Reproduce the records word for word, from the first line to the line containing "Target: rickshaw wheel".

★ ★ ★ ★

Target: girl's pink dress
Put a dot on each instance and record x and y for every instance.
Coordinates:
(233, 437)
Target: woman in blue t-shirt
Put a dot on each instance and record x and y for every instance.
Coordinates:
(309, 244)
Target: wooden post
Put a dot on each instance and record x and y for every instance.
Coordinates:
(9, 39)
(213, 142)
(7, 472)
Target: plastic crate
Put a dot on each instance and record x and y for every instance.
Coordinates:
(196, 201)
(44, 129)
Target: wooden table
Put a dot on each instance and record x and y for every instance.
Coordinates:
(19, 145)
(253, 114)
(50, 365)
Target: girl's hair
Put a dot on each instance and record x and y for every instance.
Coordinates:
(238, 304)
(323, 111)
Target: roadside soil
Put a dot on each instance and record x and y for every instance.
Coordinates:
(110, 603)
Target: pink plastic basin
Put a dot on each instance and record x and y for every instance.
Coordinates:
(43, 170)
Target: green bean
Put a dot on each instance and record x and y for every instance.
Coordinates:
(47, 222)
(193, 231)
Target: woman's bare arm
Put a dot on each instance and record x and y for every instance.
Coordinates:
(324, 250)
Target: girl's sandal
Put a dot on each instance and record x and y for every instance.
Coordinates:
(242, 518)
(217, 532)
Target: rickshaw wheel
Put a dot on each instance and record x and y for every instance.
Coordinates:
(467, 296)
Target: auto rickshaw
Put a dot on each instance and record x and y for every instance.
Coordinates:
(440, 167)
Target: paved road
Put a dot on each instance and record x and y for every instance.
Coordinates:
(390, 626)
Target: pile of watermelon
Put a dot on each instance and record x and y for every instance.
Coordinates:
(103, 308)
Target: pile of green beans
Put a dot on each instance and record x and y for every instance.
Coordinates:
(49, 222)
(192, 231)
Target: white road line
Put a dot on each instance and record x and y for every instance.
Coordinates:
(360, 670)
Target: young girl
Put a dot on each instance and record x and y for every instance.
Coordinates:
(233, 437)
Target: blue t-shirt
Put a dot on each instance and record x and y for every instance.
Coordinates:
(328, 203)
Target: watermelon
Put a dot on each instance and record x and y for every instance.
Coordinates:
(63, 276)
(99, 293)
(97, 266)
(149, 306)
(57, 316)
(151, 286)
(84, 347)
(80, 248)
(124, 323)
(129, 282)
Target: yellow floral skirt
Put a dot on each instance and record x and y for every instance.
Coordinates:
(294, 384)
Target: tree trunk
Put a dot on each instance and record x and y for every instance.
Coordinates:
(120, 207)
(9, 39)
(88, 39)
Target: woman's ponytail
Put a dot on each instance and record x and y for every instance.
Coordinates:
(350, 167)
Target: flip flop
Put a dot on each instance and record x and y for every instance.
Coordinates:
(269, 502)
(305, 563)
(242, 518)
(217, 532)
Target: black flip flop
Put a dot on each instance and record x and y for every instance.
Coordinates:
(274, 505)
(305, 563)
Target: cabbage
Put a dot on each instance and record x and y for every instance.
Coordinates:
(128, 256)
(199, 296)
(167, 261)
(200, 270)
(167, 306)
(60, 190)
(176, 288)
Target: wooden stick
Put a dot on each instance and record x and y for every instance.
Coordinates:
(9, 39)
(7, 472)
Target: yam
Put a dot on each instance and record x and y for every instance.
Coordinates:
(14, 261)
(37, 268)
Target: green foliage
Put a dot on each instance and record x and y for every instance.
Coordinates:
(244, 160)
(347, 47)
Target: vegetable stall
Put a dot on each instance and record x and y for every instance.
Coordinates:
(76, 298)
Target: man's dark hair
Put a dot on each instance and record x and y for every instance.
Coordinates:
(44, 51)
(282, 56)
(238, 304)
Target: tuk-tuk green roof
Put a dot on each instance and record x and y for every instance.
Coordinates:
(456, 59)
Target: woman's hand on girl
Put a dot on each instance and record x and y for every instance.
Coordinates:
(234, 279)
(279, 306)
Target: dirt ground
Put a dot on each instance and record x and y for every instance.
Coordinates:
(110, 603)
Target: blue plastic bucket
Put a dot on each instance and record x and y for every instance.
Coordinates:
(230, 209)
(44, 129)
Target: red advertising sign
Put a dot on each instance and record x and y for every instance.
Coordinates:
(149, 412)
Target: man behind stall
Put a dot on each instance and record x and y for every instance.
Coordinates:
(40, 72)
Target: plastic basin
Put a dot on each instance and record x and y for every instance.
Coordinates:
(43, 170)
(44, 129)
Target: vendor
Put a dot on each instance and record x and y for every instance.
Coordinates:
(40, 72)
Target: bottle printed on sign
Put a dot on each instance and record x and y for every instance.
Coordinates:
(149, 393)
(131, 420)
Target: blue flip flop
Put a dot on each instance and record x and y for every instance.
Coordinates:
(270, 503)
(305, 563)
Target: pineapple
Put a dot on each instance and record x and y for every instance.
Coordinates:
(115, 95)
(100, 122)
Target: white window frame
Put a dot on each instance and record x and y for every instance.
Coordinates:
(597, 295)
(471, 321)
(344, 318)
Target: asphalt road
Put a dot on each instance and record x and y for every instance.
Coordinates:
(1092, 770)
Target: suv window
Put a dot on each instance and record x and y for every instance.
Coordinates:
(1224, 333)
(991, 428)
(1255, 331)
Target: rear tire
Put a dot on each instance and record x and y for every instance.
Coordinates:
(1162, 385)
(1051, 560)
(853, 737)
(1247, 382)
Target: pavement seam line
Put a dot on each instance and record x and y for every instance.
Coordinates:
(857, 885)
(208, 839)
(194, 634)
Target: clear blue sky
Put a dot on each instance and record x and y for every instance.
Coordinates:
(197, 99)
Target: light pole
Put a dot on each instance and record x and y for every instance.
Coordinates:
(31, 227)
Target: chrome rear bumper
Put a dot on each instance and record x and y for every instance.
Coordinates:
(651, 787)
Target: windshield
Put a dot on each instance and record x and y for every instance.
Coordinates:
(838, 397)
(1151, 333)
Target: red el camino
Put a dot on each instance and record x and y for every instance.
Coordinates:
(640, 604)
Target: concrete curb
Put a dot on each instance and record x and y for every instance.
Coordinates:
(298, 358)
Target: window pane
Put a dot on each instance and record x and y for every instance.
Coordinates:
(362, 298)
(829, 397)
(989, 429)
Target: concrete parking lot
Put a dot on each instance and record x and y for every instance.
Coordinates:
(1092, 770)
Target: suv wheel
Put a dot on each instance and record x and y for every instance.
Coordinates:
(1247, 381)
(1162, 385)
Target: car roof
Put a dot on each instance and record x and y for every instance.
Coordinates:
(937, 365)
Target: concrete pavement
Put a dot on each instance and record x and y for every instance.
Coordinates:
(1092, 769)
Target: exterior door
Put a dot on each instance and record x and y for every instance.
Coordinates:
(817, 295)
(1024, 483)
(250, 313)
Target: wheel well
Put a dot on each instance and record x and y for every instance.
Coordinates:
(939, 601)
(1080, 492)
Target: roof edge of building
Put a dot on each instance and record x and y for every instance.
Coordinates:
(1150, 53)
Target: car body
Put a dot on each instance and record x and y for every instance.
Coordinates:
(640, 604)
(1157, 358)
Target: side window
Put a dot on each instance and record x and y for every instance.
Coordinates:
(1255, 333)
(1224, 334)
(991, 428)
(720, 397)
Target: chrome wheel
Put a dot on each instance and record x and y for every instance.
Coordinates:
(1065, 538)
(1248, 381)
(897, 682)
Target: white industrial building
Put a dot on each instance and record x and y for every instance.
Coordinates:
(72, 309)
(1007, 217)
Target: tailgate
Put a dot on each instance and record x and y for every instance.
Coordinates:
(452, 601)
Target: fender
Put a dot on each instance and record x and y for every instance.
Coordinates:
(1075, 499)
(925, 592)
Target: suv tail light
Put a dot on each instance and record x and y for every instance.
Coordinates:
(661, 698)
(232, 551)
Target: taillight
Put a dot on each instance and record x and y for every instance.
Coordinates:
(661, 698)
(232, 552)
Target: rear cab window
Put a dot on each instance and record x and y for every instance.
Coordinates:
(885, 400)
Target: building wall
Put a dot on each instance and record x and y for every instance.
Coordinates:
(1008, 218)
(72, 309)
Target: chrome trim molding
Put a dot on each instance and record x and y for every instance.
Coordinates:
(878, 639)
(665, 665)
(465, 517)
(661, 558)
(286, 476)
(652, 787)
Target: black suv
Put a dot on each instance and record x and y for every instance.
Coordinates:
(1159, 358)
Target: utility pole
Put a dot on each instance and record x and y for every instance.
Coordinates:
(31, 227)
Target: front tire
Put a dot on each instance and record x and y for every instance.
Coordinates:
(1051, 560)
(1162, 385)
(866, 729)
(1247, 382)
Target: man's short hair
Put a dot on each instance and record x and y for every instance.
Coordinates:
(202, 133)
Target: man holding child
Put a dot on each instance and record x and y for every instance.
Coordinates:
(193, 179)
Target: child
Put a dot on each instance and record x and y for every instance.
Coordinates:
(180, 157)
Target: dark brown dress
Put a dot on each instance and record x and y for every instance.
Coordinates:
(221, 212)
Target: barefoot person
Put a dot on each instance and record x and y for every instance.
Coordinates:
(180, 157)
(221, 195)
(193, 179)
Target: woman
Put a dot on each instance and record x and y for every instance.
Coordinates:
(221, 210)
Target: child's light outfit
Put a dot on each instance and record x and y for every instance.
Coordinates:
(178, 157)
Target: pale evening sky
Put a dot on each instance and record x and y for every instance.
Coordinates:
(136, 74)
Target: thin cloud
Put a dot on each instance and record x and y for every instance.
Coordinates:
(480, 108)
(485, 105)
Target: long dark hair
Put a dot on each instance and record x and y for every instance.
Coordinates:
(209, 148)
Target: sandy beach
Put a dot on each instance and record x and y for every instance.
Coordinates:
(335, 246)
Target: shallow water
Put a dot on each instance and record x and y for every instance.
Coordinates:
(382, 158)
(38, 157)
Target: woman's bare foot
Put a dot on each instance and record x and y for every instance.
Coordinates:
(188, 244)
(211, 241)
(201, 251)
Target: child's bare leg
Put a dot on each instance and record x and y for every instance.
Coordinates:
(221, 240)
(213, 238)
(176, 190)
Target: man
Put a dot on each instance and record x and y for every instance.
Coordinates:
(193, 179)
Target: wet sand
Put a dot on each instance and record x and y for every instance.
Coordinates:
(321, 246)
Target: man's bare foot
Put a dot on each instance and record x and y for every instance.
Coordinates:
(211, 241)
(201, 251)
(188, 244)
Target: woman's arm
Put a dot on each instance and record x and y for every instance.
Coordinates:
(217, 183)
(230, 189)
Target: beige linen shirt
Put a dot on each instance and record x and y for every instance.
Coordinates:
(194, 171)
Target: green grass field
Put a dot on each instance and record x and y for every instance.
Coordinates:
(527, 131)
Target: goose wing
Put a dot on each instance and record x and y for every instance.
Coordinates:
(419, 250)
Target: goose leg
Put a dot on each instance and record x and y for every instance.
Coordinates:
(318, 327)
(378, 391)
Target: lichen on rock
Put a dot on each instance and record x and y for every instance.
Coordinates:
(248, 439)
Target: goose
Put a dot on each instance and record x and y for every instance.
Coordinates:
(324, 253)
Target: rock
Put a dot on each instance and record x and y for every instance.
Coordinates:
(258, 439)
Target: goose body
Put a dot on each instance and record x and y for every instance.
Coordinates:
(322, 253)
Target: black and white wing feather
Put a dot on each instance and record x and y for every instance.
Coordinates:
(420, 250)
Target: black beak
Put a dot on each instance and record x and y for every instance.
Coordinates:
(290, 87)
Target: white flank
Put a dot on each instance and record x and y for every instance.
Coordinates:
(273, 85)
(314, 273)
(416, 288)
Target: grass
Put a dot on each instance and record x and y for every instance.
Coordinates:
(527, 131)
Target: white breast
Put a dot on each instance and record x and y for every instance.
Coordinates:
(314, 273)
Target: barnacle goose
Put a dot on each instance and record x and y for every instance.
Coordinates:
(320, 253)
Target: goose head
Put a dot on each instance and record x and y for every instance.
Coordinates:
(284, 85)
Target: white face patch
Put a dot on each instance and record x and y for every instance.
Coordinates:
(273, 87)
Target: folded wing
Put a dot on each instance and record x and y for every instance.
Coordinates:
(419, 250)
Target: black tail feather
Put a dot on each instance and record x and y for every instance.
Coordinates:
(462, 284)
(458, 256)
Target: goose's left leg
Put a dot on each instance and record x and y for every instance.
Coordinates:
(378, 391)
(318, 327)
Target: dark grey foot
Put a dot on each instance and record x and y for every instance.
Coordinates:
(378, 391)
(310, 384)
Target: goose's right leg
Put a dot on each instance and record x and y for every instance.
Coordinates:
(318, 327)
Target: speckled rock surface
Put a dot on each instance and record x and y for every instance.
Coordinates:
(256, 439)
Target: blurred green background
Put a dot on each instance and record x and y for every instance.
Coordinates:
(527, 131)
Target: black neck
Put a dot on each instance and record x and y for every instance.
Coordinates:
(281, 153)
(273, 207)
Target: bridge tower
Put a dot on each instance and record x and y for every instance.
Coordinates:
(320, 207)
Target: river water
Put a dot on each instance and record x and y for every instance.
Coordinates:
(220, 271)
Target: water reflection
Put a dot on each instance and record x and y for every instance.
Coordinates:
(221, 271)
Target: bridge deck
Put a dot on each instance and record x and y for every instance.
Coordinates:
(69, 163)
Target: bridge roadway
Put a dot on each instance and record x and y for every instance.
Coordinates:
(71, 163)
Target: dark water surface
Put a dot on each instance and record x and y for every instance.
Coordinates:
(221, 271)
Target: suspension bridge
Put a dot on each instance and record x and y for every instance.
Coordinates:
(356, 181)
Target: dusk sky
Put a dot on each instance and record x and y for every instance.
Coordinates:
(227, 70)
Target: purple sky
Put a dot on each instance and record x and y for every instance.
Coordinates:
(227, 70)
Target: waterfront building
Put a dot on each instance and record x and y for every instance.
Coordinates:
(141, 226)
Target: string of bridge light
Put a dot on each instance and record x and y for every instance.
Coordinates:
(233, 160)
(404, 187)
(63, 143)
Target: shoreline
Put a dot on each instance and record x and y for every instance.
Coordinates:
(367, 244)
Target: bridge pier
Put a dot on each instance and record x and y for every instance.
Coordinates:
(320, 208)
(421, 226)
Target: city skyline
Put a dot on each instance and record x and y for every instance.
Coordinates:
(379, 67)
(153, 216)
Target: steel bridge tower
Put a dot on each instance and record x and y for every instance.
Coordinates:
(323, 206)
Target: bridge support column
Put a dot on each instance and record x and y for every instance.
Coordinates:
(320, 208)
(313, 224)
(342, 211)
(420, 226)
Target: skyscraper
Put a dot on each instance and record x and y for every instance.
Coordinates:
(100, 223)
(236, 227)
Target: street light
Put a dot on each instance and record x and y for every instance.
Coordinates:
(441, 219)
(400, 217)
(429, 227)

★ ★ ★ ★

• _Response_
Target: girl's pink dress
Put a dot on each instance and record x and y for every instance.
Coordinates:
(233, 437)
Target: woman in blue t-shirt
Put a dot on each instance and record x and y for every instance.
Coordinates:
(309, 244)
Target: wooden post
Put a dot on each instance and record x and y for every instance.
Coordinates:
(9, 39)
(213, 142)
(7, 472)
Target: plastic crate
Put a dot on each instance and record x and y for every instance.
Coordinates:
(196, 201)
(44, 129)
Target: wooden table
Put a dot on each instance and record x and y for every instance.
Coordinates:
(19, 145)
(253, 114)
(50, 365)
Target: girl's hair
Put a dot on each instance and record x and y for every instance.
Coordinates:
(238, 304)
(323, 111)
Target: roadside soil
Put a dot on each instance and record x and y for every instance.
Coordinates:
(110, 603)
Target: pink plastic basin
Put a dot on each instance and record x and y for every instance.
Coordinates:
(43, 170)
Target: green bean
Put a dot on each instance and record x and y for every instance.
Coordinates:
(47, 222)
(193, 231)
Target: woman's bare arm
Put a dot on each instance and record x and y for every instance.
Coordinates:
(324, 250)
Target: girl's sandal
Put a dot on each instance and record x and y for every instance.
Coordinates:
(242, 518)
(217, 532)
Target: rickshaw wheel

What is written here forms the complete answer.